[Records from a point labeling set]
****************

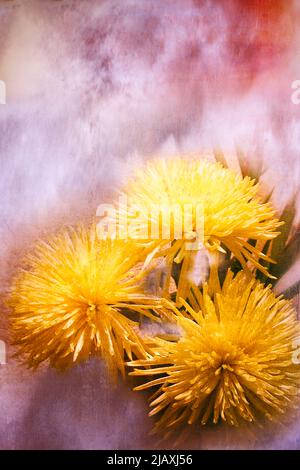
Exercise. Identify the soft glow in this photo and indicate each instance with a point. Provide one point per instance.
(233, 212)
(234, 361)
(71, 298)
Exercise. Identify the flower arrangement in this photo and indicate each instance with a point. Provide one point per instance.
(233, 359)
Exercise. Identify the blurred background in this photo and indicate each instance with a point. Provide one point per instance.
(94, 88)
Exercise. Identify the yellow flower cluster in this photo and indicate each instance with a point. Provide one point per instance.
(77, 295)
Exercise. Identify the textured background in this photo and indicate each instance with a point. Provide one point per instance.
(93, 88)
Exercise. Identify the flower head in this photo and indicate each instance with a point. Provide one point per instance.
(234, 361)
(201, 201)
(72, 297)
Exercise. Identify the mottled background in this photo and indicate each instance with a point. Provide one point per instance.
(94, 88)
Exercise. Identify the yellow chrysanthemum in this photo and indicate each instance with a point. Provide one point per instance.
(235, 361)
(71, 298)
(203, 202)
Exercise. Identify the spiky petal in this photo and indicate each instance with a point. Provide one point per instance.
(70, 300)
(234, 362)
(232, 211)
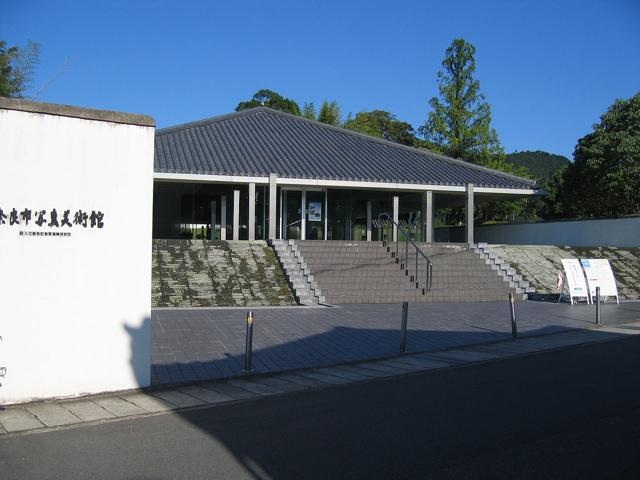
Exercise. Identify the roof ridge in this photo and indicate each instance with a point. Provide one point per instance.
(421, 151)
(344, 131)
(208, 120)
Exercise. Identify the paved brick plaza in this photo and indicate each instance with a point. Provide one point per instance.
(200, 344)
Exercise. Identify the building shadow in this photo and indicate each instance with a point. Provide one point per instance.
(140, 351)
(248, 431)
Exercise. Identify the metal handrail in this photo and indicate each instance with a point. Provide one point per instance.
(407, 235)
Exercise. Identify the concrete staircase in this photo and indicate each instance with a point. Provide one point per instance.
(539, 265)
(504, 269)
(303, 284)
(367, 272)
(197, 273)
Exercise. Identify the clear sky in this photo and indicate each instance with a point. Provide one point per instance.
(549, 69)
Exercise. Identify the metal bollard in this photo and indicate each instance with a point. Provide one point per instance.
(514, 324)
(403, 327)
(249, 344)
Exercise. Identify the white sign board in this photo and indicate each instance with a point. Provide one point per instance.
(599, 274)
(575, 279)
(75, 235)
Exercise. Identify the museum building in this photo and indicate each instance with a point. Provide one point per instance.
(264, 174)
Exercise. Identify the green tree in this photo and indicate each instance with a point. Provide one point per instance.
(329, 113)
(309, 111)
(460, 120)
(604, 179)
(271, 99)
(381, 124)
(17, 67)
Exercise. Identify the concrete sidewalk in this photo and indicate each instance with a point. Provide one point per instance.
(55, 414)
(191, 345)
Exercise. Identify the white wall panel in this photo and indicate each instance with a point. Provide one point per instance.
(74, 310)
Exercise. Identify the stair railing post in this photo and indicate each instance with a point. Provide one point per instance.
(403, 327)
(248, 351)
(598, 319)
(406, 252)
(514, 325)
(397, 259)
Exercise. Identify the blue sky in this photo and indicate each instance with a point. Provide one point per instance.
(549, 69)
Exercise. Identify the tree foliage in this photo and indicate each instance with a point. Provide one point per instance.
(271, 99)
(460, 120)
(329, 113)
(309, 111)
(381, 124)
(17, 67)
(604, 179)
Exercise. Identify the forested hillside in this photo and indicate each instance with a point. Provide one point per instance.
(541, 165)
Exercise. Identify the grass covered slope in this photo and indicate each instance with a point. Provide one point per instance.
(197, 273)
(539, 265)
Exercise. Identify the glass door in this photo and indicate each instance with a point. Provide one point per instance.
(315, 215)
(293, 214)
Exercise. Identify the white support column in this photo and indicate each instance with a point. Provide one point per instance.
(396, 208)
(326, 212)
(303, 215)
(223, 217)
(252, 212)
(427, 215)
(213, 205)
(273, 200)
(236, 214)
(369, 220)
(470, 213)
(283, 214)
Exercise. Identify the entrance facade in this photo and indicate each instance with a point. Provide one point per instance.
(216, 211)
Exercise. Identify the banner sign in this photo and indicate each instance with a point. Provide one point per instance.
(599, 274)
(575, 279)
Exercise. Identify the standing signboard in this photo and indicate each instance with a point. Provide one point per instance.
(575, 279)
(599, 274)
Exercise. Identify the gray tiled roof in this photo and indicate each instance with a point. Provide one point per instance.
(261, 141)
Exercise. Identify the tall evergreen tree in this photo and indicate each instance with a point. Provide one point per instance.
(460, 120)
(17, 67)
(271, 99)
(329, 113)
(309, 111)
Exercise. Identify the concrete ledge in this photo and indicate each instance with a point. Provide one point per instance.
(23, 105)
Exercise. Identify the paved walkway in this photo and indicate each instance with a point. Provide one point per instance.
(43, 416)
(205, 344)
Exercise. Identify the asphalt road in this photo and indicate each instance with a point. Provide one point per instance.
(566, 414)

****************

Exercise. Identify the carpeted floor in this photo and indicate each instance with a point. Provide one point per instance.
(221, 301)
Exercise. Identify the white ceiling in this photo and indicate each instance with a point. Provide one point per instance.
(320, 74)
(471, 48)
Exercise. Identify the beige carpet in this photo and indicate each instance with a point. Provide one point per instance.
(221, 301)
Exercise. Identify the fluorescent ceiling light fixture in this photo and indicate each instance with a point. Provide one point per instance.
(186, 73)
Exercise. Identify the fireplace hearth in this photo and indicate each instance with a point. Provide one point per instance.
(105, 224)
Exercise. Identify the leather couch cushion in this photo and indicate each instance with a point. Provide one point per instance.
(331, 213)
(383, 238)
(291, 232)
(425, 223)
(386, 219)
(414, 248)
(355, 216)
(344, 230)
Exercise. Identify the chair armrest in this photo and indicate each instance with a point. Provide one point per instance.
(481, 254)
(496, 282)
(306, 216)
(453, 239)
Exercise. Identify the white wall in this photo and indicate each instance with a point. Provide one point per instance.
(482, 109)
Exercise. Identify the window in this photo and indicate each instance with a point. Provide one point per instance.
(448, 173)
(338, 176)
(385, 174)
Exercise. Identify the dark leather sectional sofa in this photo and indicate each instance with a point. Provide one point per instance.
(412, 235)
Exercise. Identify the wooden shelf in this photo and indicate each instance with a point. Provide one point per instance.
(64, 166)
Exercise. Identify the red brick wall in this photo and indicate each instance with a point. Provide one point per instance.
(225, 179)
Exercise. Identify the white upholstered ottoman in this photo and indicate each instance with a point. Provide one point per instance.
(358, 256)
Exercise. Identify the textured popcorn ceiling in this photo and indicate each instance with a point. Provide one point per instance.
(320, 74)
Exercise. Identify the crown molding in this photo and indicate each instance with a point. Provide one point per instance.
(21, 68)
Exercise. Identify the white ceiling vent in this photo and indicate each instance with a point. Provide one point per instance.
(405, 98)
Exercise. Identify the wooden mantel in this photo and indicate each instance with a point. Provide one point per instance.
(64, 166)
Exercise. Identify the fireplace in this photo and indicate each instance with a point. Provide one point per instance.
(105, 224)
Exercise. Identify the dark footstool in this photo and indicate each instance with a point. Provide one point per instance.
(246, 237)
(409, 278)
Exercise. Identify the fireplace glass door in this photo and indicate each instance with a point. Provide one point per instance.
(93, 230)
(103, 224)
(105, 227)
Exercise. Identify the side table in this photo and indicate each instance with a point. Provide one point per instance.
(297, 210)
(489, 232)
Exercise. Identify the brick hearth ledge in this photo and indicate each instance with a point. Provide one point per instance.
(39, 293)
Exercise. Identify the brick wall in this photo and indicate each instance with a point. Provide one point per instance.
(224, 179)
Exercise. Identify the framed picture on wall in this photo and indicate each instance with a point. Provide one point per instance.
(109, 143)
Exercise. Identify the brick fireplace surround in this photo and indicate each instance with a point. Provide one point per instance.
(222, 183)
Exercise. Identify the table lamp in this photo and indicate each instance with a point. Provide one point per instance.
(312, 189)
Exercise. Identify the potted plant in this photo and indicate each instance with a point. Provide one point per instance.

****************

■ The request: Locate every line in the records above that contains the string "table". Copy each of those lines in full.

■ Result below:
Exercise. Identify the side table in this photo and indicate each instance with a point. Provide one point per instance.
Exercise. Identify the table lamp in this photo and indicate each instance with a point. Provide one point per instance.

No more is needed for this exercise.